- **Available records**:
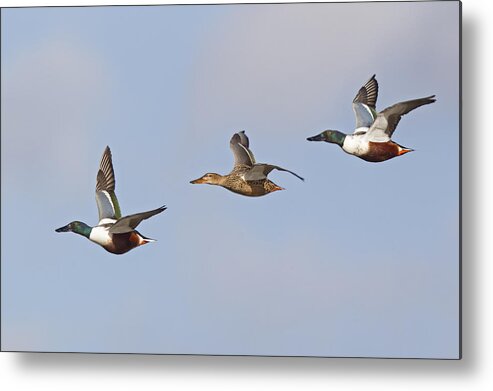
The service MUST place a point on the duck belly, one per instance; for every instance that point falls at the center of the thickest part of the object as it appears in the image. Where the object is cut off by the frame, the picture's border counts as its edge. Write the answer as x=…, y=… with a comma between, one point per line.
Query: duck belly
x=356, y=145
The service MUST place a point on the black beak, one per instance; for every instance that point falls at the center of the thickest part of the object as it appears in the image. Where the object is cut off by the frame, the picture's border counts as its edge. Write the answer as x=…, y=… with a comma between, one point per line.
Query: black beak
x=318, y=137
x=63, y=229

- **Exercise description**: Reproduce the entries above exactly, without images.

- **Final answer**:
The service MUST place a point on the duck belly, one per instance; for every instance that point falls at the center of the thickest part of the object as it appears in the image. Where the object is cut off by the frame, the picture's border counts as its edge. Write the answer as x=…, y=… with a comma between, one point per line.
Query: duck belly
x=356, y=145
The service MUST place a point on the black beak, one per instance; for every instance that point falls at the center of the thickest part of the object as it appears in the image. Where the object is cut off by the frame, the picture's border counts as its edge. Write the answer as x=…, y=… with a comma between, one point per line.
Query: black beak
x=318, y=137
x=63, y=229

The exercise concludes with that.